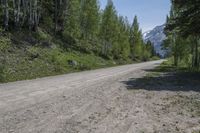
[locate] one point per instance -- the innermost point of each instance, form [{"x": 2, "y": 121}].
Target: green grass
[{"x": 35, "y": 62}]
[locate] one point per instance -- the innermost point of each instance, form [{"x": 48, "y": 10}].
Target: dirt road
[{"x": 95, "y": 101}]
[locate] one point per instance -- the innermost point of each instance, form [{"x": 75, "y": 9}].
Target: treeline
[
  {"x": 183, "y": 33},
  {"x": 80, "y": 24}
]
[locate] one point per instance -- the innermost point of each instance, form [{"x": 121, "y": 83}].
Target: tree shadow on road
[{"x": 166, "y": 79}]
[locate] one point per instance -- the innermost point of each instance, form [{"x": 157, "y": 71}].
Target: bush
[
  {"x": 1, "y": 73},
  {"x": 4, "y": 43}
]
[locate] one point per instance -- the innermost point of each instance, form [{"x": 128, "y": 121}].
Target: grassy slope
[{"x": 24, "y": 56}]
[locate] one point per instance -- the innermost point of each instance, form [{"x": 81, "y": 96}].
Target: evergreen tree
[
  {"x": 89, "y": 18},
  {"x": 136, "y": 40},
  {"x": 109, "y": 29}
]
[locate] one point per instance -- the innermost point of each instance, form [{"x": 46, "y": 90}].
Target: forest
[
  {"x": 183, "y": 33},
  {"x": 48, "y": 37}
]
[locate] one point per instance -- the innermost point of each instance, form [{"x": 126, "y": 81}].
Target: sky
[{"x": 151, "y": 13}]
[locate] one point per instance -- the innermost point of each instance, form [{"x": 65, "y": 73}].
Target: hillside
[{"x": 42, "y": 38}]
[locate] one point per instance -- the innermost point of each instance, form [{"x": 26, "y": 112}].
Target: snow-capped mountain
[{"x": 156, "y": 36}]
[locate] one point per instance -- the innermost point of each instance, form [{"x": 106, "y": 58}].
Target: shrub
[
  {"x": 4, "y": 43},
  {"x": 1, "y": 73}
]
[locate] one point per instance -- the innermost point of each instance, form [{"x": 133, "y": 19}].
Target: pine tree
[
  {"x": 136, "y": 40},
  {"x": 109, "y": 29},
  {"x": 89, "y": 18}
]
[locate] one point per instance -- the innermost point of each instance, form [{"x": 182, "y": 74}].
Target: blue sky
[{"x": 150, "y": 13}]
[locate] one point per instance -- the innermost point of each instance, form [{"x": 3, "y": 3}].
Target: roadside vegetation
[
  {"x": 42, "y": 38},
  {"x": 183, "y": 34}
]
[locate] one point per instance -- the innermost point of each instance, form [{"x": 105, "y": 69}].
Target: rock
[{"x": 72, "y": 63}]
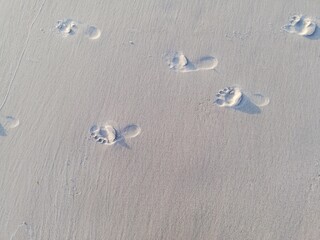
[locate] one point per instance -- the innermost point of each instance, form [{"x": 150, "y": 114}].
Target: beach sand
[{"x": 196, "y": 170}]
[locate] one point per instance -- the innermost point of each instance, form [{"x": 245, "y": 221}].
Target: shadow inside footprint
[
  {"x": 315, "y": 35},
  {"x": 108, "y": 134},
  {"x": 247, "y": 106},
  {"x": 3, "y": 131}
]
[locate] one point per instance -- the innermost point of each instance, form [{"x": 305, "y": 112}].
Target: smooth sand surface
[{"x": 196, "y": 170}]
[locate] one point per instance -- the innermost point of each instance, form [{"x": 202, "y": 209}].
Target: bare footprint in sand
[
  {"x": 104, "y": 134},
  {"x": 92, "y": 32},
  {"x": 69, "y": 27},
  {"x": 301, "y": 25},
  {"x": 238, "y": 99},
  {"x": 179, "y": 62},
  {"x": 7, "y": 123},
  {"x": 108, "y": 133}
]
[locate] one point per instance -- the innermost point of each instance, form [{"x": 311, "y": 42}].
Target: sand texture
[{"x": 159, "y": 120}]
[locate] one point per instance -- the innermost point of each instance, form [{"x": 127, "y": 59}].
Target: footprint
[
  {"x": 301, "y": 25},
  {"x": 130, "y": 131},
  {"x": 69, "y": 27},
  {"x": 92, "y": 32},
  {"x": 238, "y": 99},
  {"x": 179, "y": 62},
  {"x": 108, "y": 134},
  {"x": 7, "y": 123}
]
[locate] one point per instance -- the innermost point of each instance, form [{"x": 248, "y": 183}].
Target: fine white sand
[{"x": 177, "y": 165}]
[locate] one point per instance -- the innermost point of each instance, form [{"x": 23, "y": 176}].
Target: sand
[{"x": 192, "y": 170}]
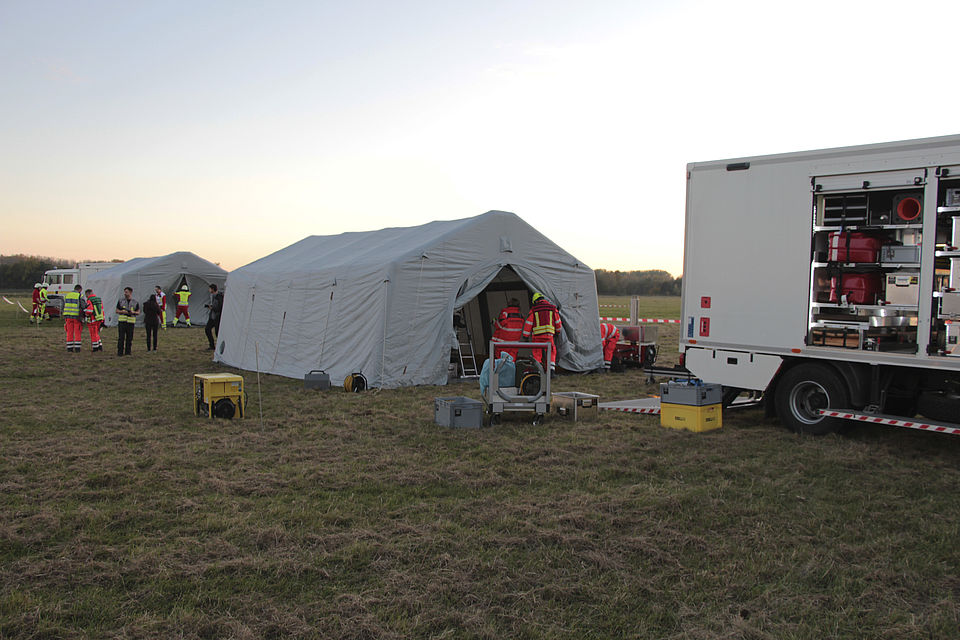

* _Objective_: Find every line in the entries that contains the word "shadow" and copy each of those lines.

* _Task output_:
Target: tree shadow on road
Target: shadow inside footprint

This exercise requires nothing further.